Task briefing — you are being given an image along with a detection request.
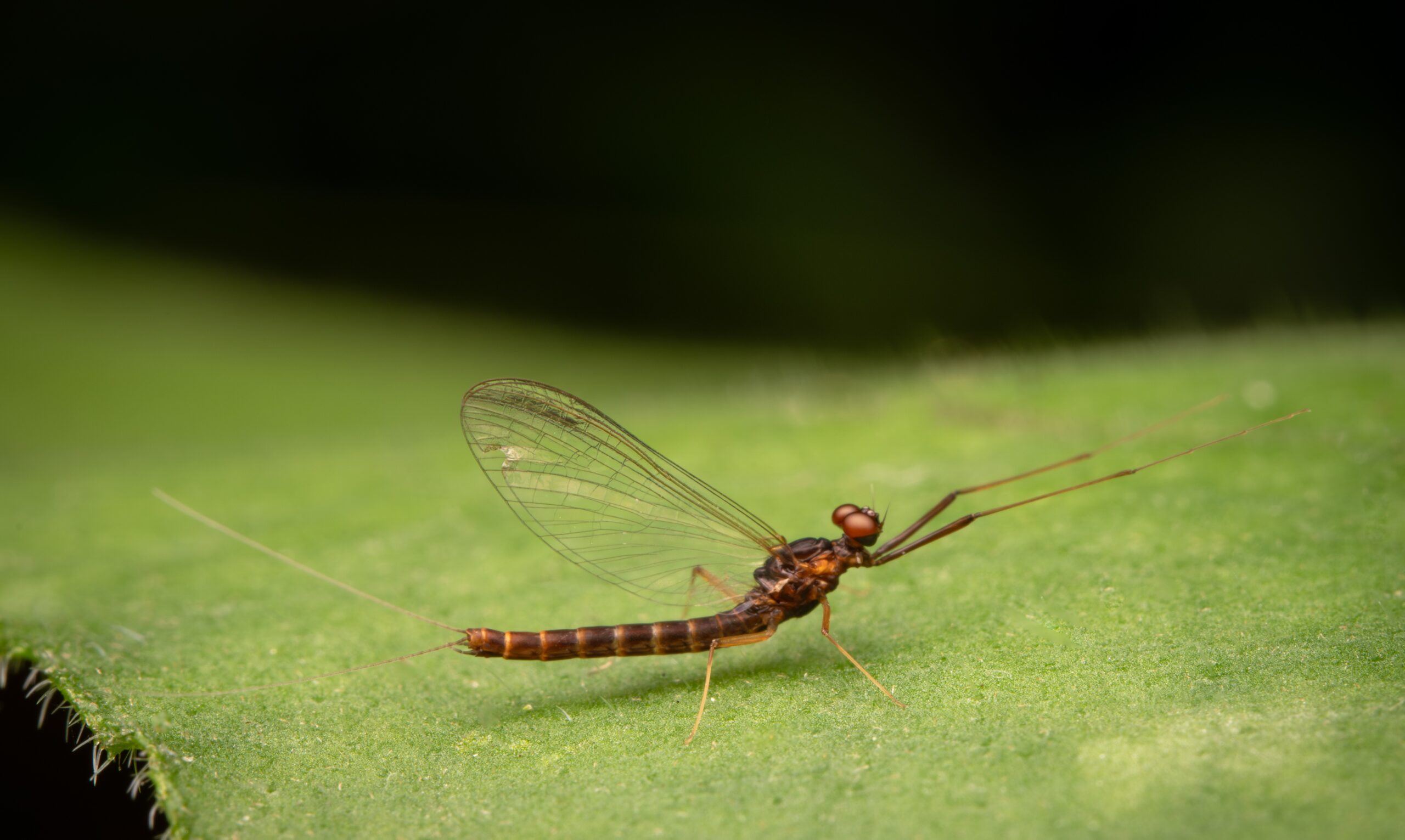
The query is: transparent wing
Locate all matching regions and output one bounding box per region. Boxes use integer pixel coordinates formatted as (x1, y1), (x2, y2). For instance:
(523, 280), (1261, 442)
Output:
(459, 379), (785, 605)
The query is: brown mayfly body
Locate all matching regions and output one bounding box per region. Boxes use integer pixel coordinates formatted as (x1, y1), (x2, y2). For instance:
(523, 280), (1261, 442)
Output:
(155, 379), (1307, 743)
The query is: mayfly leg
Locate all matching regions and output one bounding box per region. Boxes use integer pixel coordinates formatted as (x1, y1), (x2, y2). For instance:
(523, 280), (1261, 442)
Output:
(683, 619), (775, 746)
(819, 596), (908, 708)
(873, 394), (1225, 557)
(871, 409), (1311, 566)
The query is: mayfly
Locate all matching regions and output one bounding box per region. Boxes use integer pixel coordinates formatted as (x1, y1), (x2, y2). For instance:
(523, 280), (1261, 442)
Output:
(156, 379), (1307, 743)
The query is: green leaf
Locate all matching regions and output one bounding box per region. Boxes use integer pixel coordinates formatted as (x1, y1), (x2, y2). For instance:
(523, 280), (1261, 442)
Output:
(0, 225), (1405, 837)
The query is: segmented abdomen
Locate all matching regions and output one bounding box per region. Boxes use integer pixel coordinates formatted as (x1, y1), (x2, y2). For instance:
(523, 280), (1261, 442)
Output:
(468, 611), (766, 662)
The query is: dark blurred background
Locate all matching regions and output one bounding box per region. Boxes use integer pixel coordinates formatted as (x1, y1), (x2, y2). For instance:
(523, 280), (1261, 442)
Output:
(0, 3), (1402, 348)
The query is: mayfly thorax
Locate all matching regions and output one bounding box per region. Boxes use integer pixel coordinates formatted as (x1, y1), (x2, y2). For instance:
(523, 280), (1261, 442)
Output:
(155, 379), (1307, 743)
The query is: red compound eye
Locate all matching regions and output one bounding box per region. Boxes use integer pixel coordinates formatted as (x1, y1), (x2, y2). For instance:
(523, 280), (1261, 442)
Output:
(829, 504), (858, 526)
(839, 510), (881, 545)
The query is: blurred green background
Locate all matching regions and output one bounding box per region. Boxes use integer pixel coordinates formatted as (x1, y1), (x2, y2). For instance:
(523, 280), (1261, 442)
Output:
(0, 5), (1405, 837)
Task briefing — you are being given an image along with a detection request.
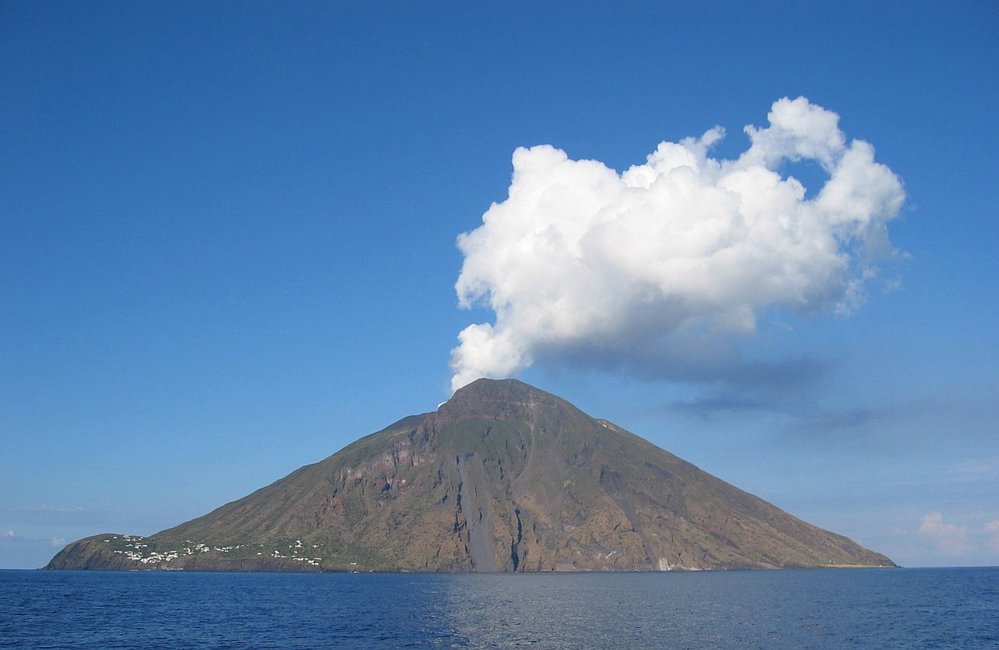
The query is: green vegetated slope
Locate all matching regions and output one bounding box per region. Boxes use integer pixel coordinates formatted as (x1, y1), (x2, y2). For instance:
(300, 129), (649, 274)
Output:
(49, 379), (893, 571)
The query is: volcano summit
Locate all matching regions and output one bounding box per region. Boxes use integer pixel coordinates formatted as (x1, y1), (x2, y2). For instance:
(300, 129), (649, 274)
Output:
(47, 379), (894, 571)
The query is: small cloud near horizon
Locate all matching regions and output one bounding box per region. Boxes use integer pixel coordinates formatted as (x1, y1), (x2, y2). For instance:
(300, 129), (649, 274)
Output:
(451, 97), (905, 390)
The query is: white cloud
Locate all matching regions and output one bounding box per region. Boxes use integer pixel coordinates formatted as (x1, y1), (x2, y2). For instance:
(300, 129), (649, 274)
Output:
(451, 97), (905, 389)
(919, 512), (972, 555)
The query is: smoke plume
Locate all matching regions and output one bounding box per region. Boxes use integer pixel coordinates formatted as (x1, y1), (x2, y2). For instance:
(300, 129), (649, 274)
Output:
(451, 97), (905, 390)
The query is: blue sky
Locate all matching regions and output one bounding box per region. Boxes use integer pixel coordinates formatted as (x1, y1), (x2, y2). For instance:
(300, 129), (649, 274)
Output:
(0, 2), (999, 568)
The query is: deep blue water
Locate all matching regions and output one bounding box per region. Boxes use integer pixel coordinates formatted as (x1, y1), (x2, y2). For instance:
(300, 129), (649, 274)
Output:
(0, 568), (999, 649)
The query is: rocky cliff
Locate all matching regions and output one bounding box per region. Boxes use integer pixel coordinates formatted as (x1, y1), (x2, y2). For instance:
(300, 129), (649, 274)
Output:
(49, 380), (893, 571)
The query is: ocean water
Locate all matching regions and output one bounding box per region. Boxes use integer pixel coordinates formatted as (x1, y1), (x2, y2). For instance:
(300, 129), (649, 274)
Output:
(0, 568), (999, 649)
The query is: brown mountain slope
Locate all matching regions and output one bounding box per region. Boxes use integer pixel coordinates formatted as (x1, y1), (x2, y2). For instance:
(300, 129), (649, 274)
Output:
(49, 380), (893, 571)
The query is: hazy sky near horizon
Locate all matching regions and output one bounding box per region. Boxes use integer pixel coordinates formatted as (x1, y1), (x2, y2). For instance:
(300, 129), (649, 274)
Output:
(0, 1), (999, 568)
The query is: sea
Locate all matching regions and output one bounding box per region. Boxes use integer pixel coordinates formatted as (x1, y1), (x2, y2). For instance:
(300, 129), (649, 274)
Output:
(0, 568), (999, 650)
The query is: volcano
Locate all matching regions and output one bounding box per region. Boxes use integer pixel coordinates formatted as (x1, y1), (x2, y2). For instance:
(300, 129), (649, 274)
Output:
(47, 379), (894, 572)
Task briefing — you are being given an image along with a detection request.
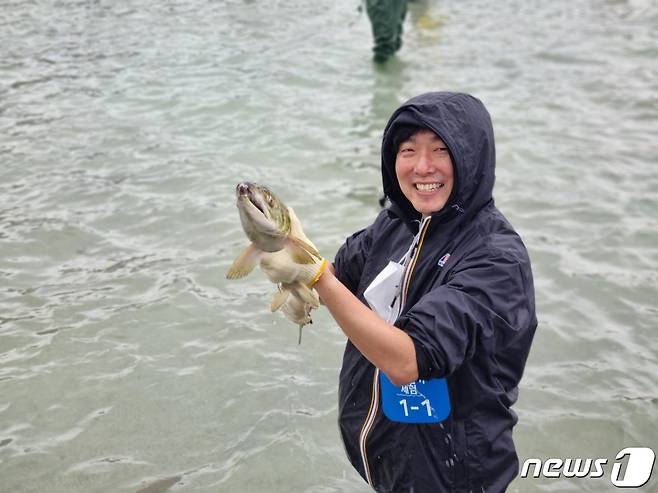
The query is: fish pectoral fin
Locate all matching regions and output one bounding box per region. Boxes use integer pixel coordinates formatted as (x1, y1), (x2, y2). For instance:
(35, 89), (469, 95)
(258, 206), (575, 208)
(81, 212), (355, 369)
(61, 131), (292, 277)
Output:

────────────────────────────────────────

Give every line of the material above as a Markdown table with the columns "Number" and "Content", with one row per line. Omit blank lines and leave the pictures out.

EXERCISE RESULT:
| Number | Content |
|---|---|
| 1 | Task briefing — you are being given an image along with a detection request. |
| 2 | The query is: transparent wing |
| 3 | Locate all matching regions and output one bounding box per region. Boxes use integer pixel coordinates formatted as (x1, y1), (x2, y2). For instance: |
| 4 | (523, 280), (1261, 442) |
| 5 | Output: |
| 6 | (459, 379), (785, 605) |
| 7 | The query is: brown mayfly body |
| 8 | Locate all matching regions and output one bounding box per region. Boxes use integer pixel coordinates formatted as (x1, y1), (x2, y2). For instance: |
| 9 | (523, 280), (1261, 442) |
| 10 | Output: |
| 11 | (155, 379), (1307, 743) |
| 12 | The query is: mayfly leg |
| 13 | Locate all matching regions and output one bounding box per region. Boxes use integer pixel coordinates formatted as (x1, y1), (x2, y2). For instance: |
| 14 | (523, 280), (1261, 442) |
| 15 | Output: |
| 16 | (683, 619), (775, 746) |
| 17 | (819, 596), (908, 708) |
| 18 | (873, 394), (1225, 557) |
| 19 | (871, 409), (1311, 566) |
| 20 | The query is: mayfly |
| 21 | Locate all matching regions and output one bounding box per region. Boxes use integer pixel coordinates formatted as (x1, y1), (x2, y2). For instance: |
| 22 | (523, 280), (1261, 442) |
| 23 | Output: |
| 24 | (156, 379), (1307, 743) |
| 25 | The query is: green leaf |
| 26 | Locate all matching regions and output one bounding box per region. Boxes use integer pixel coordinates formatted as (x1, y1), (x2, y2). For instance: |
| 27 | (523, 280), (1261, 442) |
| 28 | Output: |
| 29 | (0, 225), (1405, 837) |
| 30 | The query is: segmented abdomen |
| 31 | Locate all matching regions and output one bounding box per region. Boxes use integer pixel coordinates formatted as (x1, y1), (x2, y2). For instance: |
| 32 | (523, 280), (1261, 442) |
| 33 | Output: |
| 34 | (468, 611), (766, 662) |
| 35 | The query is: dark blurred background |
| 36 | Locate all matching regions and output one bounding box per region. Boxes use integer pixel coordinates formatted as (x1, y1), (x2, y2). For instance: |
| 37 | (523, 280), (1261, 442) |
| 38 | Output: |
| 39 | (0, 3), (1402, 348) |
| 40 | The query is: mayfly thorax |
| 41 | Locate all matching regions and output one bounding box per region. Boxes use integer pixel coordinates formatted as (x1, y1), (x2, y2). For instance: |
| 42 | (523, 280), (1261, 442) |
| 43 | Output: |
| 44 | (155, 379), (1307, 743) |
| 45 | The query is: red compound eye |
| 46 | Locate all matching regions and output one bounding box per region. Boxes use integer pixel coordinates formatted as (x1, y1), (x2, y2). For instance: |
| 47 | (523, 280), (1261, 442) |
| 48 | Output: |
| 49 | (829, 504), (858, 526) |
| 50 | (839, 510), (881, 545) |
| 51 | The query is: blurred green background |
| 52 | Locate all matching regions and output one bounding box per region. Boxes use integer pixel coordinates formatted as (x1, y1), (x2, y2). For instance: |
| 53 | (523, 280), (1261, 442) |
| 54 | Output: |
| 55 | (0, 5), (1405, 837) |
| 56 | Task briefing — you are being given an image along with a detection request. |
| 57 | The query is: green vegetated slope |
| 58 | Locate all matching regions and output one bounding box per region. Boxes use integer pixel coordinates formatted as (x1, y1), (x2, y2). For instance: |
| 59 | (300, 129), (649, 274) |
| 60 | Output: |
| 61 | (49, 379), (893, 571) |
| 62 | The query is: volcano summit |
| 63 | Locate all matching regions and output one bounding box per region. Boxes use integer pixel coordinates formatted as (x1, y1), (x2, y2). For instance: |
| 64 | (300, 129), (649, 274) |
| 65 | Output: |
| 66 | (47, 379), (894, 571) |
| 67 | The query is: small cloud near horizon |
| 68 | Locate all matching regions and output one bounding box per region. Boxes use integer pixel coordinates formatted as (x1, y1), (x2, y2). For instance: |
| 69 | (300, 129), (649, 274) |
| 70 | Output: |
| 71 | (451, 97), (905, 390) |
| 72 | The query is: white cloud |
| 73 | Locate all matching regions and output one bounding box per region. Boxes use integer pixel coordinates formatted as (x1, y1), (x2, y2). For instance: |
| 74 | (300, 129), (649, 274) |
| 75 | Output: |
| 76 | (451, 97), (905, 389) |
| 77 | (919, 512), (972, 555) |
| 78 | The query is: smoke plume |
| 79 | Locate all matching regions and output one bounding box per region. Boxes use integer pixel coordinates formatted as (x1, y1), (x2, y2). For instance: |
| 80 | (300, 129), (649, 274) |
| 81 | Output: |
| 82 | (451, 97), (905, 390) |
| 83 | The query is: blue sky |
| 84 | Locate all matching regions and output one bounding box per region. Boxes use integer pixel coordinates formatted as (x1, y1), (x2, y2). For instance: |
| 85 | (300, 129), (649, 274) |
| 86 | Output: |
| 87 | (0, 2), (999, 568) |
| 88 | The query is: deep blue water |
| 89 | Locate all matching regions and output one bounding box per region. Boxes use integer pixel coordinates formatted as (x1, y1), (x2, y2). For instance: |
| 90 | (300, 129), (649, 274) |
| 91 | Output: |
| 92 | (0, 568), (999, 649) |
| 93 | The query is: rocky cliff |
| 94 | Locate all matching regions and output one bounding box per region. Boxes use integer pixel coordinates formatted as (x1, y1), (x2, y2). For instance: |
| 95 | (300, 129), (649, 274) |
| 96 | Output: |
| 97 | (49, 380), (893, 571) |
| 98 | The query is: ocean water |
| 99 | Locate all matching regions and output one bounding box per region. Boxes use integer pixel coordinates formatted as (x1, y1), (x2, y2). For instance: |
| 100 | (300, 129), (649, 274) |
| 101 | Output: |
| 102 | (0, 568), (999, 649) |
| 103 | The query is: brown mountain slope |
| 104 | Locate all matching regions and output one bounding box per region. Boxes use integer pixel coordinates formatted as (x1, y1), (x2, y2). For instance: |
| 105 | (300, 129), (649, 274) |
| 106 | Output: |
| 107 | (49, 380), (893, 571) |
| 108 | The query is: hazy sky near horizon |
| 109 | Locate all matching regions and output one bounding box per region. Boxes use integer pixel coordinates formatted as (x1, y1), (x2, y2). For instance: |
| 110 | (300, 129), (649, 274) |
| 111 | Output: |
| 112 | (0, 1), (999, 568) |
| 113 | The query is: sea |
| 114 | Locate all matching regions and output one bounding box per region. Boxes use integer pixel coordinates formatted as (x1, y1), (x2, y2). For instance: |
| 115 | (300, 129), (649, 274) |
| 116 | Output: |
| 117 | (0, 568), (999, 650) |
| 118 | The query is: volcano |
| 119 | Locate all matching regions and output one bounding box per region. Boxes use integer pixel coordinates formatted as (x1, y1), (x2, y2). For instance: |
| 120 | (300, 129), (649, 274) |
| 121 | Output: |
| 122 | (47, 379), (894, 572) |
| 123 | Task briefing — you are being given an image along with a detection request. |
| 124 | The query is: fish pectoral fin |
| 125 | Locate all matching regions and output one bounding box per region. Boxes use integer pixel coordinates formatted as (x1, y1), (x2, y2). For instance: |
| 126 | (35, 89), (469, 95) |
| 127 | (258, 206), (575, 208) |
| 128 | (81, 212), (355, 369) |
| 129 | (61, 131), (292, 277) |
| 130 | Output: |